▶ **Exercise description**
Repeat, line for line, the entries printed below.

=== Record set ===

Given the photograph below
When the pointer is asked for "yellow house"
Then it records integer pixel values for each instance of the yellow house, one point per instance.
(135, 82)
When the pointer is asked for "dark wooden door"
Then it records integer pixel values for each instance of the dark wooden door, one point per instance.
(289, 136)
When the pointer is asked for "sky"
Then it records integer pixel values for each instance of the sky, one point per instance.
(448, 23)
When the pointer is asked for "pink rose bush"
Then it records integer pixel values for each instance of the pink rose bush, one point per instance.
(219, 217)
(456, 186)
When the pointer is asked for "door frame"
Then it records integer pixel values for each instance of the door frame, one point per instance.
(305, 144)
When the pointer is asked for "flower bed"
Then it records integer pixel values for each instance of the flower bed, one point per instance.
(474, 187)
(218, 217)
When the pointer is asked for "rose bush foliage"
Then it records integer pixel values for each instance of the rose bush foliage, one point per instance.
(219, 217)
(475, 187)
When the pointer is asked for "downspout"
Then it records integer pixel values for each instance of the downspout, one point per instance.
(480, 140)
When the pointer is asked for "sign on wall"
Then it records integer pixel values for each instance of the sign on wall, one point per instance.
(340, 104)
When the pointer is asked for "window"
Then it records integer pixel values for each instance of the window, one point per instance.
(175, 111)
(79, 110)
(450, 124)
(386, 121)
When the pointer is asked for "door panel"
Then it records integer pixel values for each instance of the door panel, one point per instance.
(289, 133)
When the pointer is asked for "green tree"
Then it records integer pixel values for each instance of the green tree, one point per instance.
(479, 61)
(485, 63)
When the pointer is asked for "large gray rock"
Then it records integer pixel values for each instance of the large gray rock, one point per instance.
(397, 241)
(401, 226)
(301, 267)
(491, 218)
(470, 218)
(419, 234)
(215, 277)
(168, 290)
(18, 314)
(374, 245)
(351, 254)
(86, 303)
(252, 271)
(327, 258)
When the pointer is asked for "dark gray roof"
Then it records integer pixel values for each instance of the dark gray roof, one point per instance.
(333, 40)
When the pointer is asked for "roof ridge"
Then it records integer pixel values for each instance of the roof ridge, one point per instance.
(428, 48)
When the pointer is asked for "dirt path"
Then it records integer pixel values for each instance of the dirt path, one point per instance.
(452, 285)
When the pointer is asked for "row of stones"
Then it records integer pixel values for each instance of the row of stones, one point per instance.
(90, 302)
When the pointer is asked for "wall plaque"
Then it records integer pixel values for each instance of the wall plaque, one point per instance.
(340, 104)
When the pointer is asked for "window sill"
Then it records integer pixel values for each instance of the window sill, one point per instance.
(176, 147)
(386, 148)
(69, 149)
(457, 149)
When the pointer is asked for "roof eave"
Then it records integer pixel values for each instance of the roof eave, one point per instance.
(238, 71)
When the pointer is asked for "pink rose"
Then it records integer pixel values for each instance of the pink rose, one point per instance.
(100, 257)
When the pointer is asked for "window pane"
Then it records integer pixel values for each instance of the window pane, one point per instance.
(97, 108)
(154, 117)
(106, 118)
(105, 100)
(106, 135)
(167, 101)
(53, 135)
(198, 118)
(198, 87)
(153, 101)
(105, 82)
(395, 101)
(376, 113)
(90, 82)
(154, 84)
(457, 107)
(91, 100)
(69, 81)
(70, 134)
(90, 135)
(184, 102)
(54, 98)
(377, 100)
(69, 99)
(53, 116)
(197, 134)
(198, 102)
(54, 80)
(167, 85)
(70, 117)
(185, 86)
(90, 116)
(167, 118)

===

▶ **Answer to the exercise**
Given the photograph below
When the pointer is asked for "yellow house"
Then it records integer pixel values for each instance of the yellow house, one point per instance.
(135, 82)
When the pointer is asked for "dark wooden door"
Then it records integer pixel values for each instance of the dark wooden door, one point per instance.
(289, 136)
When the pointer is asked for "sky"
Then it records integer pixel values for each instance of the sky, one point per instance.
(448, 23)
When the pointer is asked for "pink rose bush"
Then it records integer pixel values for each instance of the pink rose bush, one point per instance.
(219, 217)
(456, 186)
When the pointer is asked for "door frame"
Then it records integer pixel values for each instance of the door frame, one point per instance.
(305, 144)
When the pointer is asked for "flower bed"
Then it records integer pixel values for each instance of the flower bed, one point per instance.
(474, 187)
(218, 217)
When the pointer is asked for "rose bush foliage"
Then it records integer pixel values for each instance of the rose bush foliage, one point per instance.
(219, 217)
(475, 187)
When the pointer is asked for "downspout"
Then it records integer pixel values for each instance of the downspout, one point per instance.
(480, 140)
When the pointer is asked for "sign on wall"
Then it records integer pixel values for each instance of the sign on wall, one point per instance.
(340, 104)
When the pointer is asked for "window"
Then it records integer pixel values for each instance of the window, one point per instance.
(175, 111)
(79, 110)
(450, 124)
(386, 121)
When the pointer is asked for "door panel"
Then it records integer pixel values for each instance of the door panel, one point per instance.
(289, 133)
When the pointer is asked for "green tree"
Then it records integer pixel values for each instance of the green tree, one point per instance.
(479, 61)
(485, 63)
When the pointer is asked for "large gray rock"
Then it records integer pixel values for each instance of the large gray rock, one point per instance.
(397, 241)
(401, 226)
(301, 267)
(491, 218)
(470, 218)
(419, 234)
(215, 277)
(168, 290)
(18, 314)
(374, 245)
(351, 254)
(86, 303)
(252, 271)
(327, 258)
When the pointer is asked for "dark gray roof"
Then it records integer pixel values for each instance of the dark gray roof, one point per instance.
(333, 40)
When the pointer is asked for "roof ridge"
Then it records integer pixel values for each instance of the roof ridge, one point per instance.
(428, 48)
When the pointer is asked for "dirt path"
Then it records integer pixel values for each instance of the dirt path, one point per instance.
(452, 285)
When the pointer is asked for "row of stones"
Then it records integer pixel values for each instance of the row of stones, one point per instance.
(90, 302)
When the pointer is asked for "wall plaque"
Then it records integer pixel values for each instance of the wall plaque, one point per instance.
(340, 104)
When the pointer is asked for "window sill"
Then it records integer pixel values for each instance of the window sill, one point per instance.
(176, 147)
(386, 148)
(69, 149)
(457, 149)
When the pointer is asked for "roof eave"
Then it records integer pixel values for each instance of the roof eave, one point per instance.
(238, 71)
When the pointer is asked for "pink rose"
Then it records integer pixel values for each instance of the pink rose, one point per instance.
(100, 257)
When the pointer is asked for "window pane"
Then it records integer pixel values for each instance of the window pane, one point per instance.
(97, 108)
(154, 117)
(106, 118)
(105, 100)
(106, 135)
(167, 101)
(53, 135)
(198, 118)
(198, 87)
(153, 101)
(105, 82)
(395, 101)
(376, 113)
(90, 82)
(154, 84)
(457, 107)
(91, 100)
(69, 81)
(70, 134)
(90, 135)
(184, 102)
(54, 98)
(377, 100)
(69, 99)
(53, 116)
(197, 134)
(198, 102)
(54, 80)
(167, 85)
(70, 117)
(185, 86)
(90, 116)
(167, 118)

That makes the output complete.